Skipping any pictures, give all of the records below again exactly.
##### TASK MATERIAL #####
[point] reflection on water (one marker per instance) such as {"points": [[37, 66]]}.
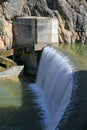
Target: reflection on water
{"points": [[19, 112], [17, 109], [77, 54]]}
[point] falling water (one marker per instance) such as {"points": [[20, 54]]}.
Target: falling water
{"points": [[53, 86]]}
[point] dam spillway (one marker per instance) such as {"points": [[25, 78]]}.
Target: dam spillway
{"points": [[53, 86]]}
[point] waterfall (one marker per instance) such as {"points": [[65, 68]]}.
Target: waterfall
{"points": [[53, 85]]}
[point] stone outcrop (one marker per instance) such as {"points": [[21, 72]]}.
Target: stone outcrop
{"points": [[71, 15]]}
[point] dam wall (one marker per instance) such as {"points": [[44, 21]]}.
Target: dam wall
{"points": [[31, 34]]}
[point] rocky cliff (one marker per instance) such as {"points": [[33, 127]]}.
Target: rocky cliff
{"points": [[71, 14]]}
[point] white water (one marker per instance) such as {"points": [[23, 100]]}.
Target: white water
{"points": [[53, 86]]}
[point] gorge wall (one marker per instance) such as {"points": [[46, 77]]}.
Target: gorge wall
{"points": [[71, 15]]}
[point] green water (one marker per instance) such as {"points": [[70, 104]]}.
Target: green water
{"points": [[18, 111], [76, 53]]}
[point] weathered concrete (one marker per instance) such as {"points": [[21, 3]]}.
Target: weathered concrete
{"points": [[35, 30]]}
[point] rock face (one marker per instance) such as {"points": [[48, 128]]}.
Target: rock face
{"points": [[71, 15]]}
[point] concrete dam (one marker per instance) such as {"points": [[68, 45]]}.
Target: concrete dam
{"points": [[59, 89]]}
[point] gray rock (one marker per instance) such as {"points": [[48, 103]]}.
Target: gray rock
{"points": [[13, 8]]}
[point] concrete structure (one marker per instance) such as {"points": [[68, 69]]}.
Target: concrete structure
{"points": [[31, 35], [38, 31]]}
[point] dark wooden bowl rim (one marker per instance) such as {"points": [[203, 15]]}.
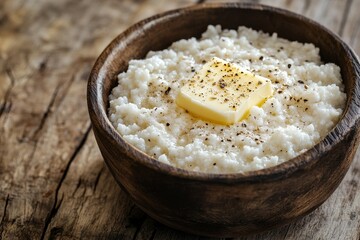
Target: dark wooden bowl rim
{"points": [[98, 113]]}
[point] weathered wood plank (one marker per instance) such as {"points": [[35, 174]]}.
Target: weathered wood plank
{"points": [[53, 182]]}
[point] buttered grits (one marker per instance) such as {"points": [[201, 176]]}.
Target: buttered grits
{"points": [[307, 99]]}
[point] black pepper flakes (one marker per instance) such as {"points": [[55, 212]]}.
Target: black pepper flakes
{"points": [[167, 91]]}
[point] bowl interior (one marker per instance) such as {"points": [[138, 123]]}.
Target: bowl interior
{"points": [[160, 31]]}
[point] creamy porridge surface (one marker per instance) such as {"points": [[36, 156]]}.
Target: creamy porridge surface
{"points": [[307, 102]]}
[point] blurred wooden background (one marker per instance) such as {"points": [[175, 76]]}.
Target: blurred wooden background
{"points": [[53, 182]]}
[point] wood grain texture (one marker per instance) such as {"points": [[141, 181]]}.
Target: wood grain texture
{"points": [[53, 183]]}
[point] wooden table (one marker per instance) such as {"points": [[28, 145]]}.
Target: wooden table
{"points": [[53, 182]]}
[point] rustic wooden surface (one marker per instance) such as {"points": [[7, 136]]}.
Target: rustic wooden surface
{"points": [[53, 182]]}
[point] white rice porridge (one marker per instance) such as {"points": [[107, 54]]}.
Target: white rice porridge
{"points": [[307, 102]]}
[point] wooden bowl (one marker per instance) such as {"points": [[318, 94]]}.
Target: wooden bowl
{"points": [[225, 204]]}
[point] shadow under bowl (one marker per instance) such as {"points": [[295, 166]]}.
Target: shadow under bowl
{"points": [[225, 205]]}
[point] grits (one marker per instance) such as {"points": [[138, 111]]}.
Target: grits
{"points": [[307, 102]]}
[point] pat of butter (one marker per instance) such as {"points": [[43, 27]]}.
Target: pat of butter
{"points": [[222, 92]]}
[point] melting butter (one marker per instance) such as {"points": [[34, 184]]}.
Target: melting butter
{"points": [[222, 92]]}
#####
_RESULT_
[point] reflection on water (one marker per instance) such as {"points": [[37, 66]]}.
Target: reflection on water
{"points": [[19, 112], [17, 109], [77, 54]]}
[point] falling water (one marker per instance) such as {"points": [[20, 54]]}.
Target: falling water
{"points": [[53, 86]]}
[point] dam spillway (one marker per instance) such as {"points": [[25, 78]]}.
Target: dam spillway
{"points": [[53, 86]]}
[point] waterfall (one marker per instance) such as {"points": [[65, 68]]}.
Target: waterfall
{"points": [[53, 85]]}
[point] stone outcrop (one marker per instance) such as {"points": [[21, 72]]}.
Target: stone outcrop
{"points": [[71, 15]]}
[point] dam wall (one marker per instance) such as {"points": [[44, 21]]}.
Target: dam wall
{"points": [[31, 34]]}
[point] rocky cliff (one marker per instance) such as {"points": [[33, 127]]}.
Target: rocky cliff
{"points": [[71, 14]]}
[point] white water (one marker per instance) such as {"points": [[23, 100]]}.
Target: white water
{"points": [[53, 86]]}
[point] gorge wall (one marker per instance) such as {"points": [[46, 77]]}.
Target: gorge wall
{"points": [[71, 15]]}
[point] green water (one marker per instance) such as {"points": [[70, 104]]}.
Target: green water
{"points": [[18, 111], [76, 53]]}
[point] weathered concrete (one marker per instance) such as {"points": [[21, 3]]}.
Target: weathered concrete
{"points": [[35, 30]]}
[point] rock face (one marker per instance) such as {"points": [[48, 128]]}.
Target: rock face
{"points": [[71, 15]]}
[point] concrete dam (one marker per instance) such as {"points": [[68, 45]]}.
Target: concrete dam
{"points": [[59, 89]]}
[point] gray rock (one marker per instance) such as {"points": [[48, 103]]}.
Target: gray rock
{"points": [[13, 8]]}
[point] concrete structure (one marker per instance) such as {"points": [[68, 69]]}.
Target: concrete structure
{"points": [[31, 35], [38, 31]]}
[point] dark wooden bowl rim (one marker per instance) such as {"points": [[203, 15]]}.
Target: dark wooden bowl rim
{"points": [[98, 113]]}
[point] weathered wood plank (one marker per instance) such as {"points": [[35, 174]]}.
Target: weathered wood plank
{"points": [[53, 182]]}
[point] buttered grits (one marker per instance) such as {"points": [[201, 176]]}.
Target: buttered grits
{"points": [[307, 99]]}
[point] black pepper flakes (one marker per instance) such as {"points": [[55, 212]]}.
Target: black pepper flakes
{"points": [[167, 91]]}
[point] bowl interior (one marker per instance) such as {"points": [[138, 123]]}.
Target: bowl interior
{"points": [[160, 31]]}
[point] creamy porridge surface (one marker per instance) such as {"points": [[36, 156]]}.
Target: creamy porridge surface
{"points": [[307, 102]]}
[point] blurred wooden background (one marker per instance) such as {"points": [[175, 76]]}.
Target: blurred wooden background
{"points": [[53, 182]]}
[point] wood grain texture (one marker per instance) such as {"points": [[141, 181]]}.
Target: wood grain texture
{"points": [[53, 183]]}
[point] wooden table (one marker per instance) such as {"points": [[28, 145]]}.
Target: wooden table
{"points": [[53, 182]]}
[point] rustic wooden surface (one marker per instance) such as {"points": [[7, 136]]}.
Target: rustic wooden surface
{"points": [[53, 182]]}
[point] white rice porridge (one marker per instance) such as {"points": [[107, 54]]}.
Target: white rice porridge
{"points": [[307, 102]]}
[point] wooden bowl (one marker per instance) such as {"points": [[318, 94]]}.
Target: wooden bowl
{"points": [[225, 204]]}
[point] shadow under bowl (one marker per instance) such as {"points": [[295, 166]]}.
Target: shadow under bowl
{"points": [[225, 205]]}
[point] grits (one marker per instance) such as {"points": [[138, 111]]}.
Target: grits
{"points": [[307, 102]]}
[point] pat of butter (one marker per instance) such as {"points": [[43, 27]]}.
Target: pat of butter
{"points": [[222, 92]]}
[point] melting butter (one marker per instance) such as {"points": [[34, 184]]}.
Target: melting butter
{"points": [[222, 92]]}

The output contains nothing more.